--- TASK TO COMPLETE ---
Can you set down the data below verbatim, beginning at the line that contains "# Detect every instance of black" and stopping after the last line of the data?

--- PROVIDED DATA ---
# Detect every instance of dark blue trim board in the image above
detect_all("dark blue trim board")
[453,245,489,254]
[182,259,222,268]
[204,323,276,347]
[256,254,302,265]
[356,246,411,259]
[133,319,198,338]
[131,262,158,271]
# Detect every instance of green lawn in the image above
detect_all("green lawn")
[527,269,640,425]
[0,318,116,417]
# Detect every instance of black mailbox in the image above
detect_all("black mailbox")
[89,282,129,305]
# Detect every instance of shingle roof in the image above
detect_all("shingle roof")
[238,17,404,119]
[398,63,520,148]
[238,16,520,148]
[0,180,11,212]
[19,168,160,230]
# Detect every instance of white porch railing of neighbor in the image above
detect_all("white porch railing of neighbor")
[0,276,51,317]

--- EXPECTED ANSWER ---
# Detect every instance of black mailbox in the image above
detect_all("black mailbox")
[89,282,129,305]
# Detect every instance of shingle roof in the image above
detect_all("shingle roof")
[238,17,404,119]
[398,63,520,148]
[238,16,520,148]
[0,180,11,212]
[19,168,160,230]
# Detect every instance of white porch railing of neighbor in the image above
detect_all("white porch railing of neighbor")
[0,276,51,317]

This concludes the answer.